## BEGIN
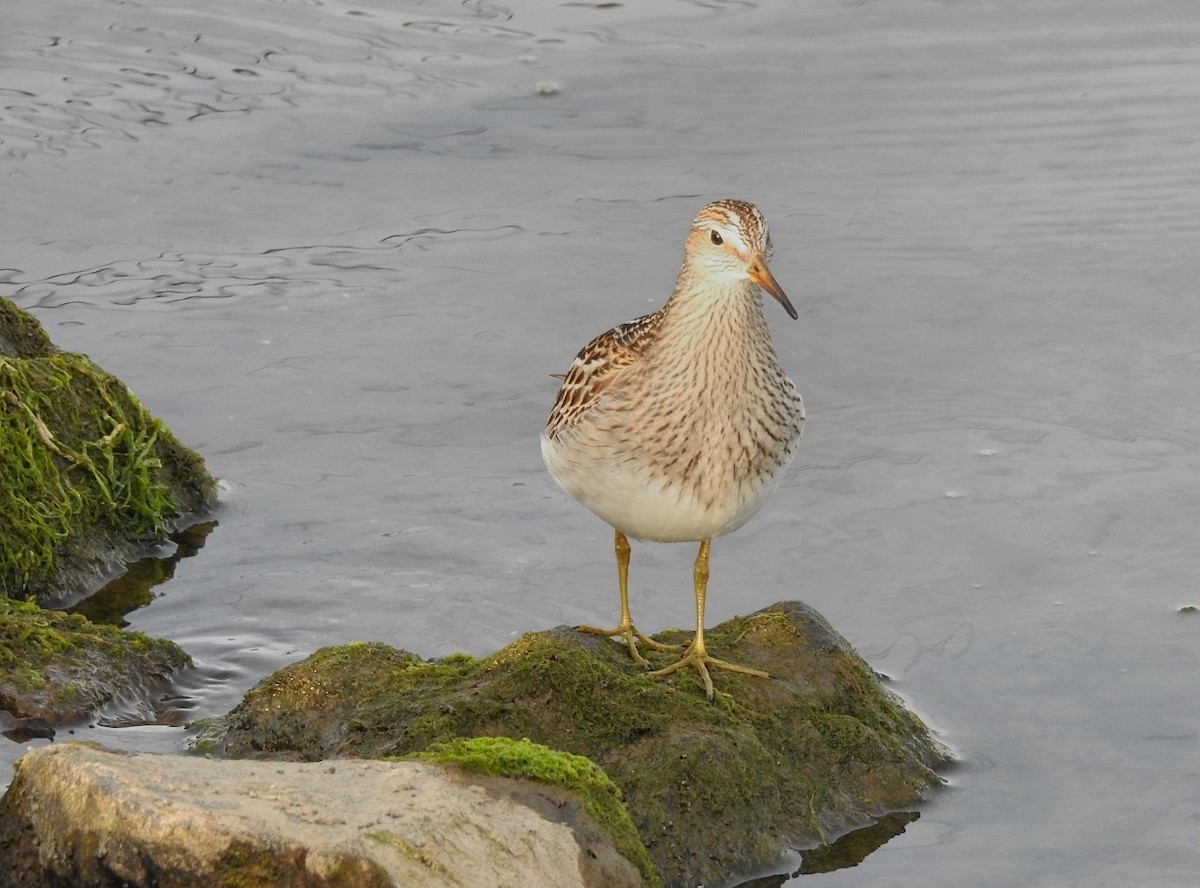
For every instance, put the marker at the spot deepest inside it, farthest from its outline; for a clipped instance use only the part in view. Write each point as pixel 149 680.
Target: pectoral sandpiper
pixel 676 426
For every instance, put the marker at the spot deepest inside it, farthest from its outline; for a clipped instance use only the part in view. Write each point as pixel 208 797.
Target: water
pixel 340 249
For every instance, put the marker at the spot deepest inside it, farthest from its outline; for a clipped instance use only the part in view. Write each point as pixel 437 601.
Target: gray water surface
pixel 340 249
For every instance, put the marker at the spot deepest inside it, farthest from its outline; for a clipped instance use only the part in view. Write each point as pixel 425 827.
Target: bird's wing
pixel 597 366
## END
What to work on: Reproduce all of the entries above word for word, but leave the pictures out.

Result of this task:
For every instance, put the marker at the spot deepest inside it, farthest from its outline; for a clipped instance use only the part in view. Write each point as pixel 149 680.
Target: pectoral sandpiper
pixel 676 426
For every instance, put the marker at the spot deepest inside it, farthest from its outline; for a clipped instance use only the part in view. Write each point as pixel 208 797.
Target: water
pixel 340 249
For every instance, put the marker at the spot deepest inside it, farthest from its outline; for a clipped instance use only the part in view. Write each point as pixel 437 601.
Target: gray water surface
pixel 340 249
For every instance, put the marker at the spot deepest inside it, farthest from its outline; for a clipped instance use only the part in view. Write each point as pixel 425 827.
Target: bird's wing
pixel 597 366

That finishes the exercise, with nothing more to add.